L’Assemblée du Désert, rendez-vous annuel qui se tient le premier dimanche de septembre sur les terres du musée du Désert, dans le Gard, a réuni plus de 3000 participants ce 3 septembre 2023, pour un culte et des conférences sur le thème du voyage.
Vue des participants de l’Assemblée du désert, édition 2023 © Défap
C’est l’un des hauts-lieux de la mémoire protestante en France, mais aussi un lieu de rencontres et d’échanges : l’Assemblée du Désert, qui se tient chaque année le premier dimanche de septembre, sur les terrains du musée du Désert à Mialet, dans le Gard, est tout à la fois une fête, une commémoration, une sortie familiale, un rendez-vous avec l’histoire… Un rassemblement en plein air, sous les chênes et les châtaigniers du Mas Soubeyran, en référence aux cultes clandestins que tenaient les Huguenots au temps de la persécution, entre la révocation de l’édit de Nantes en 1685 et l’édit de tolérance de 1787 ; avec des participants venus pour beaucoup des Cévennes et du Languedoc, mais aussi de toute la France et de l’étranger, et parmi lesquels on reconnaît des élus locaux, nombre de représentants d’organismes liés au milieu luthéro-réformé. Chaque année, un thème choisi en référence à l’histoire protestante donne la coloration du culte du matin, et sert de fil rouge aux conférences de l’après-midi : pour ce mois de septembre 2023, il s’agissait du thème du voyage : « Voyageurs sur la terre » (et la mer) : des huguenots au grand large.
Le Défap y était présent, aux côtés d’organismes comme l’Institut protestant de théologie (IPT), la Cimade, A Rocha, Portes Ouvertes, les éditions Olivétan ou la librairie Jean Calvin… Et ce thème du voyage a également permis d’évoquer, au cours des interventions de l’après-midi, l’ancêtre du Défap, la SMEP (Société des missions évangéliques de Paris), à travers le parcours du missionnaire et ethnologue Maurice Leenhardt. Venu participer en voisin à ce rassemblement, le pasteur Jean-Luc Blanc, ancien Secrétaire général du Défap, a également été interviewé par Jean-Luc Gadreau à l’occasion de l’émission réalisée sur place par « Solae, le rdv protestant » – magazine proposé par la Fédération protestante de France et diffusé sur France Culture, et dont vous pouvez retrouver le teaser ci-dessous.
« Des milliers d’hommes et de femmes aujourd’hui se tournent vers d’autres territoires »

Données enregistrées -
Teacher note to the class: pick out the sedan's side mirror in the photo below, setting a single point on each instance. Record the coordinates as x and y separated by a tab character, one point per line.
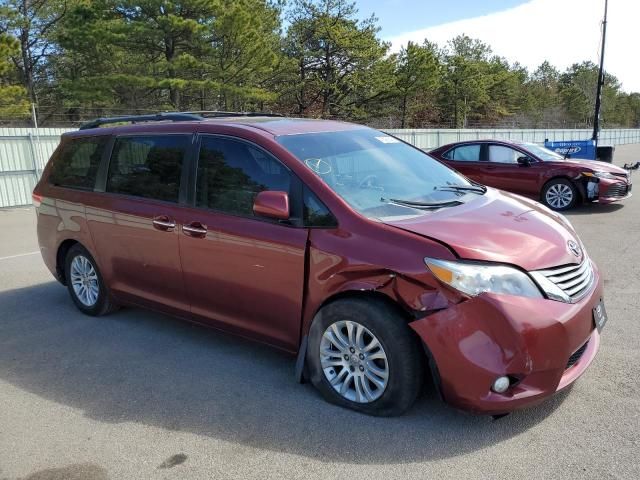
524	161
272	204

Consignes -
**1)** Recopiez fidèlement un passage du texte sur l'Assemblée du Désert, en commençant aux mots « L’Assemblée du Désert, rendez-vous » et en vous arrêtant après les mots « thème du voyage. ».
**2)** Énumérez les organismes que le texte sur l'Assemblée du Désert mentionne comme présents aux côtés du Défap.
**3)** Prolongez le texte sur l'Assemblée du Désert à partir de sa dernière phrase.
Le matériel reproduit ici n'a aucun lien avec le texte sur l'Assemblée du Désert.

Réponses -
**1)**
L’Assemblée du Désert, rendez-vous annuel qui se tient le premier dimanche de septembre sur les terres du musée du Désert, dans le Gard, a réuni plus de 3000 participants ce 3 septembre 2023, pour un culte et des conférences sur le thème du voyage.

**2)**
- l'Institut protestant de théologie (IPT)
- la Cimade
- A Rocha
- Portes Ouvertes
- les éditions Olivétan
- la librairie Jean Calvin

**3)**
Lieu lié à l’histoire, l’Assemblée du Désert a aussi son histoire propre. La première a eu lieu le 24 septembre 1911, inaugurant une tradition qui n’a été interrompue que brièvement lors des années de guerre. Elle a été un marqueur de l’engagement protestant au cours de la Seconde Guerre mondiale, avec, par exemple, le sermon prononcé par le pasteur Marc Boegner au matin du 6 septembre 1942, dénonçant la souffrance des juifs quelques jours après les grandes rafles de l’été. Si l’affluence n’atteint plus aujourd’hui les 10.000 à 12.000 participants qu’a pu connaître l’Assemblée du Désert par le passé, ce sont tout de même quelque 3000 personnes qui étaient présentes sur les terres du musée du Désert en ce 3 septembre 2023.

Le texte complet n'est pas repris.